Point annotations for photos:
---*---

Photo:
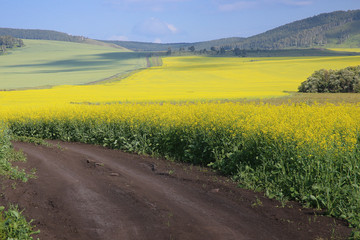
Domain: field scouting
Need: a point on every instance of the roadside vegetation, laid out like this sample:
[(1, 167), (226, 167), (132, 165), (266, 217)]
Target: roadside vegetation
[(345, 80), (13, 224), (299, 152), (189, 109)]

---*---

:: Exercise details ::
Please copy out every line of the listing above word for word, leaving out the pictures.

:: Response ::
Photo:
Domain: field scouting
Need: a point on every instance of the roadside vegetation, laid out like this sample:
[(1, 167), (226, 167), (132, 165), (266, 217)]
Target: roadside vegetation
[(345, 80), (13, 224), (299, 152), (189, 109)]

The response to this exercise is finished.